[Data items]

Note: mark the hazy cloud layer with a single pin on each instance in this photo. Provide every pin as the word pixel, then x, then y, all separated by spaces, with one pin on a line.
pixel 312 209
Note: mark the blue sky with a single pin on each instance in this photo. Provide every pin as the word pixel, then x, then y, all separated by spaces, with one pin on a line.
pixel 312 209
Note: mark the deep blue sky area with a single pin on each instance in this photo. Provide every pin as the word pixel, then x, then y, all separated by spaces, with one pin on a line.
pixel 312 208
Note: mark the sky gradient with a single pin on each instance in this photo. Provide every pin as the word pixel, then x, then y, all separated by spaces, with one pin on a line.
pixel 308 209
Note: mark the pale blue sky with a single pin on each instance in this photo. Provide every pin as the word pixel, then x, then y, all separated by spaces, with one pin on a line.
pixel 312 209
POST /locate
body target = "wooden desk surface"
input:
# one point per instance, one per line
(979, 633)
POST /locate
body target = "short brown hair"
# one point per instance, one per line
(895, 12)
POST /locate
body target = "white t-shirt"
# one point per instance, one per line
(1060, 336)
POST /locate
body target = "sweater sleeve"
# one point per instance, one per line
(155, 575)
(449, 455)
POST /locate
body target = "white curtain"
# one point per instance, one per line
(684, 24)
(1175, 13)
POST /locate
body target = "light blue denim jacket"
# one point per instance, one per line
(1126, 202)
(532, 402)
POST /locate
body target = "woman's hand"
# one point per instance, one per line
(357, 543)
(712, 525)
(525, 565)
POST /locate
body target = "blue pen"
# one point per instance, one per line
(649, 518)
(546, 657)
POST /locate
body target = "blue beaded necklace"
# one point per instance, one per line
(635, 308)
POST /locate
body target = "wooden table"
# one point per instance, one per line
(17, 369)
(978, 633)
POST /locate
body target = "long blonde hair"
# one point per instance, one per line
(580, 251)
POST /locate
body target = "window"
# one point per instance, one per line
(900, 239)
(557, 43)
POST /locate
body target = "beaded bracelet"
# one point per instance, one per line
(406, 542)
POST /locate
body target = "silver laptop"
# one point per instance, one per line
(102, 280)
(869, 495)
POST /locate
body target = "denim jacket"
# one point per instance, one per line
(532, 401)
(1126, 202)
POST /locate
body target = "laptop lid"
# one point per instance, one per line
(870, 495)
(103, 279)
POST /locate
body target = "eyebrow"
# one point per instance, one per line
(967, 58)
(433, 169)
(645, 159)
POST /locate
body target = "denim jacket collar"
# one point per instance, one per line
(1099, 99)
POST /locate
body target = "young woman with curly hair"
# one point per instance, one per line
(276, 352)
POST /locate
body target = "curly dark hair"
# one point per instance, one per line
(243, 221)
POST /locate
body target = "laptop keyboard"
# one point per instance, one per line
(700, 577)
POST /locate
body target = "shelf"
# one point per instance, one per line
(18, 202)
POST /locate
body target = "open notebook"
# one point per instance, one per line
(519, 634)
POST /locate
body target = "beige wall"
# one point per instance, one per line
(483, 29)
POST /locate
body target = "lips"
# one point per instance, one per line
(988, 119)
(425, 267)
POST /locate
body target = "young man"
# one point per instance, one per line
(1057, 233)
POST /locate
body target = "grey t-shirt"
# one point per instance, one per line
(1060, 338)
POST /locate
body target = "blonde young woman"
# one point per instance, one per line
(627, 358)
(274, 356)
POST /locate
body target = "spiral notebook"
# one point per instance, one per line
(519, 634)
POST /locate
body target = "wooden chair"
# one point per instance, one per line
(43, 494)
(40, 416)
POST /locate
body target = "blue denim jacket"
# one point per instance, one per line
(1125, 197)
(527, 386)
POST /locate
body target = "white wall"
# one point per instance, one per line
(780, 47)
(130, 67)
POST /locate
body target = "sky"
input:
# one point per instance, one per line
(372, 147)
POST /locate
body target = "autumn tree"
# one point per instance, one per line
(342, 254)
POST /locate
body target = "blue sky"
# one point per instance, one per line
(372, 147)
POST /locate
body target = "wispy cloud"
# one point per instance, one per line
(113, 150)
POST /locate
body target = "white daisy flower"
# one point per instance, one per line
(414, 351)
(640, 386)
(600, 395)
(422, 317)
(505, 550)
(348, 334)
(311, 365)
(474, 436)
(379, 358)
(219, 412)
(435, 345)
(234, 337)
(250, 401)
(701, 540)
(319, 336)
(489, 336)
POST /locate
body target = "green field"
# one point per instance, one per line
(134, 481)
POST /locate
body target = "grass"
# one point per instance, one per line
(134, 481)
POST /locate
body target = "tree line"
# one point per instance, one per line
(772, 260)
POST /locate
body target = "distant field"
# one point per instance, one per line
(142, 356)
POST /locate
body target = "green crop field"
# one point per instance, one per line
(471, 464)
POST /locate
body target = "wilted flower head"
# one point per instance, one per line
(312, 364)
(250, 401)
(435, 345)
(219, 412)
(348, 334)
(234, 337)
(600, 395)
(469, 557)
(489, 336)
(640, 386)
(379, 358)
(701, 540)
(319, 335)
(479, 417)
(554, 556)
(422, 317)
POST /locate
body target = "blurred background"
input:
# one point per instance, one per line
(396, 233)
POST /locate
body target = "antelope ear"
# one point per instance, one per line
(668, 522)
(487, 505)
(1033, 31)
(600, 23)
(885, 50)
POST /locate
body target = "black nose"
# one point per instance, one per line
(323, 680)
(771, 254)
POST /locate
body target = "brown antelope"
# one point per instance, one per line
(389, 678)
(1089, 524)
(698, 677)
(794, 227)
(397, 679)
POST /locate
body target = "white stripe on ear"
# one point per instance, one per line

- Work required -
Put every line of the records above into a numbered list, leaving out any blank lines.

- Written solution -
1. Note: mark the hazy cloud layer with a single pin on each instance in this photo. Provide every pin as the word pixel, then x, then y, all separated by spaces, with one pin on a line.
2. pixel 312 209
3. Note: mark the blue sky with a single pin on each instance in this photo. Provide every pin as the word pixel, then x, then y, all separated by spaces, with one pin on a line.
4. pixel 312 209
5. Note: mark the deep blue sky area with a single pin on each instance in this photo. Provide every pin as the word pixel, then x, then y, all separated by spaces, with one pin on a line.
6. pixel 312 208
7. Note: mark the sky gradient with a single pin on each instance in this photo. Provide every pin as the word pixel, then x, then y, all separated by spaces, with one pin on a line.
8. pixel 308 209
9. Note: mark the pale blue sky with a single pin on each instance in this photo. Provide every pin as the word pixel, then x, then y, all separated by spaces, with one pin on a line.
10. pixel 312 209
11. POST /locate
12. body target = "wooden desk surface"
13. input:
14. # one point per instance, one per line
15. (979, 633)
16. POST /locate
17. body target = "short brown hair"
18. # one point per instance, one per line
19. (895, 12)
20. POST /locate
21. body target = "white t-shirt"
22. # one point per instance, one per line
23. (1060, 336)
24. POST /locate
25. body target = "sweater sleeve"
26. # one point per instance, one per line
27. (155, 575)
28. (449, 455)
29. POST /locate
30. body target = "white curtain"
31. # one point per instance, one per line
32. (684, 24)
33. (1175, 13)
34. POST /locate
35. body target = "light blue denim jacket"
36. # one point per instance, one per line
37. (1126, 202)
38. (532, 402)
39. POST /locate
40. body target = "woman's hand"
41. # one point per instance, one per line
42. (357, 543)
43. (712, 525)
44. (525, 565)
45. POST /locate
46. body target = "blue pen"
47. # one point per instance, one per line
48. (649, 518)
49. (546, 657)
50. POST /locate
51. body target = "blue beaded necklace"
52. # one point per instance, one per line
53. (635, 308)
54. POST /locate
55. body target = "wooden table"
56. # one point per instance, one per line
57. (17, 369)
58. (978, 633)
59. POST /locate
60. body target = "long blonde hair"
61. # one point per instance, one per line
62. (580, 251)
63. POST /locate
64. body target = "window"
65. # one point per instance, one per line
66. (900, 239)
67. (557, 43)
68. POST /locate
69. body target = "beaded bracelet"
70. # one point per instance, one per line
71. (406, 542)
72. POST /locate
73. body target = "silver laptop"
74. # one point per instance, one per line
75. (102, 280)
76. (869, 495)
77. POST /locate
78. body target = "denim jacket"
79. # one point per instance, one per line
80. (532, 401)
81. (1126, 202)
82. POST /locate
83. body target = "laptop lid"
84. # one point per instance, one per line
85. (870, 495)
86. (103, 279)
87. POST /locate
88. body target = "eyebrow"
89. # one point per instance, one per line
90. (967, 58)
91. (433, 169)
92. (645, 159)
93. POST /locate
94. body target = "denim jacket collar"
95. # one point per instance, one per line
96. (1099, 99)
97. POST /locate
98. body target = "young woman with curly hair"
99. # one point per instance, one per line
100. (276, 352)
101. POST /locate
102. body target = "curly dark hair"
103. # one point per instance, one per line
104. (243, 221)
105. POST /locate
106. body target = "laptop keyboard"
107. # one point per instance, one per line
108. (700, 577)
109. POST /locate
110. body target = "shelf"
111. # one point per instance, one per line
112. (18, 202)
113. POST /locate
114. body target = "open notebook"
115. # one point per instance, one per line
116. (519, 634)
117. POST /locate
118. body target = "beige wall"
119. # one point per instance, one per line
120. (483, 29)
121. POST /locate
122. body target = "lips"
123. # one point per instance, one per line
124. (988, 119)
125. (425, 267)
126. POST /locate
127. body target = "young man"
128. # one point per instance, one per line
129. (1057, 233)
130. POST /locate
131. body target = "grey t-shirt"
132. # one point per instance, one per line
133. (1060, 338)
134. POST /locate
135. body target = "blonde young woman"
136. # one point per instance, one per line
137. (627, 358)
138. (274, 356)
139. POST /locate
140. body target = "spiral notebook"
141. # one point per instance, one per line
142. (519, 634)
143. POST /locate
144. body target = "wooden chair"
145. # one point per instance, one per line
146. (43, 494)
147. (40, 416)
148. POST /locate
149. body target = "blue denim jacket"
150. # one point per instance, one per line
151. (1125, 197)
152. (527, 386)
153. POST /locate
154. body target = "white wall"
155. # one point per instance, one per line
156. (780, 47)
157. (130, 67)
158. POST /locate
159. body target = "sky"
160. input:
161. # one point per instance, one per line
162. (372, 147)
163. POST /locate
164. body target = "autumn tree"
165. # one point per instance, one per line
166. (342, 254)
167. POST /locate
168. body target = "blue sky"
169. # one point per instance, one per line
170. (372, 147)
171. POST /locate
172. body target = "wispy cloud"
173. # one point per instance, one per line
174. (113, 150)
175. POST /locate
176. body target = "white daisy flower"
177. # one point per instance, one per line
178. (414, 351)
179. (640, 386)
180. (600, 395)
181. (422, 317)
182. (505, 550)
183. (348, 334)
184. (311, 365)
185. (474, 436)
186. (379, 358)
187. (219, 412)
188. (435, 345)
189. (234, 337)
190. (250, 401)
191. (701, 540)
192. (319, 336)
193. (489, 336)
194. POST /locate
195. body target = "green field"
196. # one point per instance, one per line
197. (134, 481)
198. POST /locate
199. body target = "grass"
200. # one point per instance, one per line
201. (134, 481)
202. POST /locate
203. body target = "tree line"
204. # one point per instance, one per line
205. (772, 260)
206. POST /locate
207. body target = "distant field"
208. # one point per instance, one per line
209. (142, 356)
210. POST /locate
211. body target = "green crop field"
212. # one point per instance, one per line
213. (471, 464)
214. POST /locate
215. body target = "wilted flower head"
216. # one point per instance, one per line
217. (312, 364)
218. (250, 401)
219. (435, 345)
220. (219, 412)
221. (348, 334)
222. (234, 337)
223. (600, 395)
224. (469, 557)
225. (489, 336)
226. (640, 386)
227. (379, 358)
228. (701, 540)
229. (319, 335)
230. (479, 417)
231. (554, 556)
232. (422, 317)
233. POST /locate
234. body target = "blurred background"
235. input:
236. # one point per instance, one per line
237. (396, 233)
238. POST /locate
239. body target = "antelope ear"
240. # one point per instance, one per line
241. (668, 522)
242. (487, 505)
243. (1033, 31)
244. (600, 23)
245. (885, 50)
246. POST /locate
247. body target = "black nose"
248. # one point per instance, one per line
249. (323, 680)
250. (771, 254)
251. POST /locate
252. body target = "brown antelope"
253. # one point per instance, one per line
254. (389, 678)
255. (1089, 524)
256. (698, 677)
257. (794, 227)
258. (397, 679)
259. POST /locate
260. body target = "white stripe on ear"
261. # one point per instance, one per line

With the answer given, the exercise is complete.